**Records for this exercise**:
>>
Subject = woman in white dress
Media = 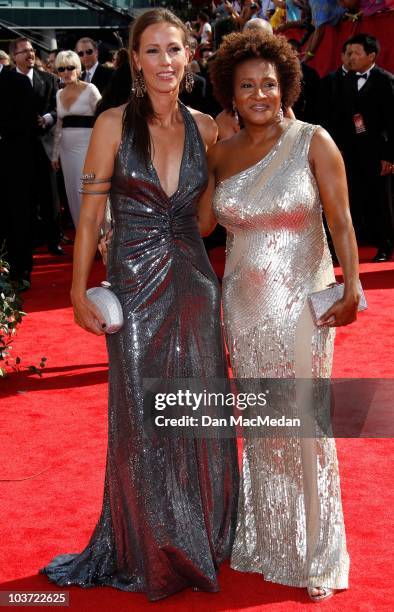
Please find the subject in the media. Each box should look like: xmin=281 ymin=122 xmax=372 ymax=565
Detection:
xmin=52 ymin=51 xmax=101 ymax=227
<<
>>
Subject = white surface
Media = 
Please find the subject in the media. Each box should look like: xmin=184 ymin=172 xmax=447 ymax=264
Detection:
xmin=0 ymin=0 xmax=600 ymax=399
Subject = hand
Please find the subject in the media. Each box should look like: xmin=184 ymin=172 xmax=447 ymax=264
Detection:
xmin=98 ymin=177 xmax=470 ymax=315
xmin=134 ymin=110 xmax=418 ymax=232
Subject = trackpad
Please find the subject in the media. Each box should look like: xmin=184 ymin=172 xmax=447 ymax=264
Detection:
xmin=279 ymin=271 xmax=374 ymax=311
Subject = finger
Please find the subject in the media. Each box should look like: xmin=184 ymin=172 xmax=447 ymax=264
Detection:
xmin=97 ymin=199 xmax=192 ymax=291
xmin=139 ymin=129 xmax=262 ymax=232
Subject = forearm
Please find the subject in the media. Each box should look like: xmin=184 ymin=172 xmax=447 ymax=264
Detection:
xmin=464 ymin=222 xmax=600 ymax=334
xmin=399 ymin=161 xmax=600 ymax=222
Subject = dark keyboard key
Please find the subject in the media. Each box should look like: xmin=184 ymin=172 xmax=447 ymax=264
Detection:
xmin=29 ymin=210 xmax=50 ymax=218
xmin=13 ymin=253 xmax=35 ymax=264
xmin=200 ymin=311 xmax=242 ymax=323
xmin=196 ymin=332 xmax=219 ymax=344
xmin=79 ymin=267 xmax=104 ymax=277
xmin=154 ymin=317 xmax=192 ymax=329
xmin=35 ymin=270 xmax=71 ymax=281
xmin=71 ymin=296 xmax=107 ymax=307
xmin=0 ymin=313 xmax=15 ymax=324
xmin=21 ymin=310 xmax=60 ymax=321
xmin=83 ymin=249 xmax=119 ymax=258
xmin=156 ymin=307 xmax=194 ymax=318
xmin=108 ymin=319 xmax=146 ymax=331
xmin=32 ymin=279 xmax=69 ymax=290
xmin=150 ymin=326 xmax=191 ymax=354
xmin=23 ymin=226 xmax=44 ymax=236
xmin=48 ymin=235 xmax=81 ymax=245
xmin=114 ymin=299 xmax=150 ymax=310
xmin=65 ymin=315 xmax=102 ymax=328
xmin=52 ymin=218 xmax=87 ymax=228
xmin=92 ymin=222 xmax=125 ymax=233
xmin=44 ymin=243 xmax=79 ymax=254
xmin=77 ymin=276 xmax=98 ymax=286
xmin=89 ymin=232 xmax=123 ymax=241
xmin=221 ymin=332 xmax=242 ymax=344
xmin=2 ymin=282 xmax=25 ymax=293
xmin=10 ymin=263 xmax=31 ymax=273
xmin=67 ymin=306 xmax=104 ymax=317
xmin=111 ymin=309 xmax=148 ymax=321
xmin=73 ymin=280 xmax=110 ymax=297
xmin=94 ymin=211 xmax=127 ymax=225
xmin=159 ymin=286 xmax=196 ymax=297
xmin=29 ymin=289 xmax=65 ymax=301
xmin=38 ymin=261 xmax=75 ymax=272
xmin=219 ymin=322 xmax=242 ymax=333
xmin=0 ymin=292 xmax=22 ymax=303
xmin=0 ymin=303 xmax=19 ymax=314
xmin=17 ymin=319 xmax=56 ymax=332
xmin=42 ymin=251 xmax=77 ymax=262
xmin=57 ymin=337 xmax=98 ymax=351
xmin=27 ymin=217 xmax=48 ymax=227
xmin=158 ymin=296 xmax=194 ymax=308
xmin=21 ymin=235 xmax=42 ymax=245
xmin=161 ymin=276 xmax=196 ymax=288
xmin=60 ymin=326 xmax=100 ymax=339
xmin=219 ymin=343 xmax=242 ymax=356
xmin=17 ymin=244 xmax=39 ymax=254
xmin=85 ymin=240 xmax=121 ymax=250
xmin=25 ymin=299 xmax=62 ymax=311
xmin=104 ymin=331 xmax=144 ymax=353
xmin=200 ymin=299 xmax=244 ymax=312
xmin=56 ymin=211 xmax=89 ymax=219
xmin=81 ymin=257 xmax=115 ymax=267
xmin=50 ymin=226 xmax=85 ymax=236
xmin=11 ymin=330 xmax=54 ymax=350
<<
>>
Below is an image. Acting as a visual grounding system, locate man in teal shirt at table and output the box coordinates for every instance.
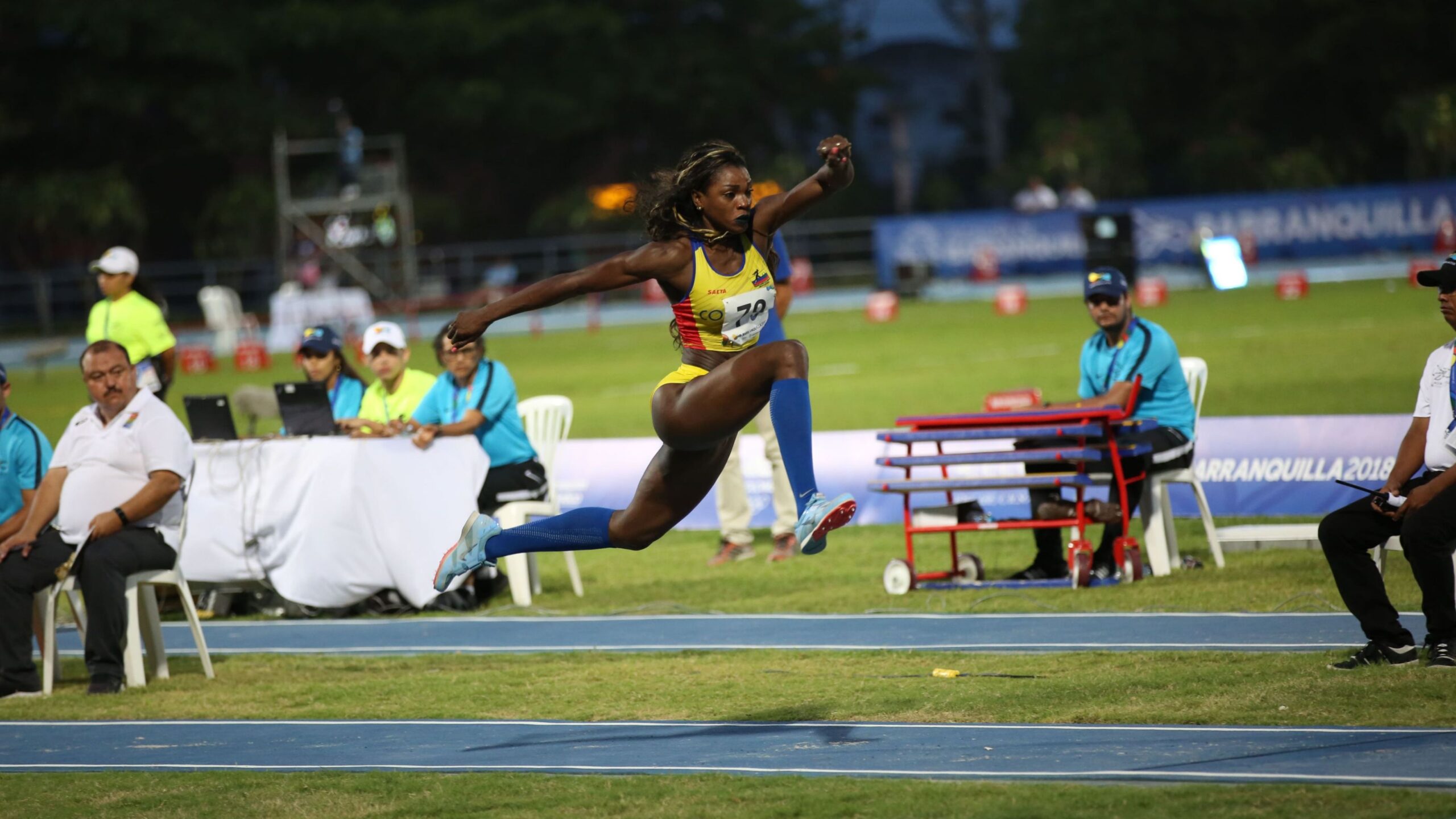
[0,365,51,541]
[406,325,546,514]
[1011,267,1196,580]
<<
Convert the records in the stretch from the line containing "Subject = woman in white dress" through the line containing "xmin=52 ymin=51 xmax=101 ymax=227" into a two-column CSV headed input and output, with one row per record holding its text and its answer, each in a single quoted field with line breaks replaced by spaces. Leave the pictures out.

input,output
"Subject = woman in white dress Media = Please find the subject in the media. Each box should look like: xmin=281 ymin=122 xmax=372 ymax=565 Detection:","xmin=52 ymin=51 xmax=101 ymax=227"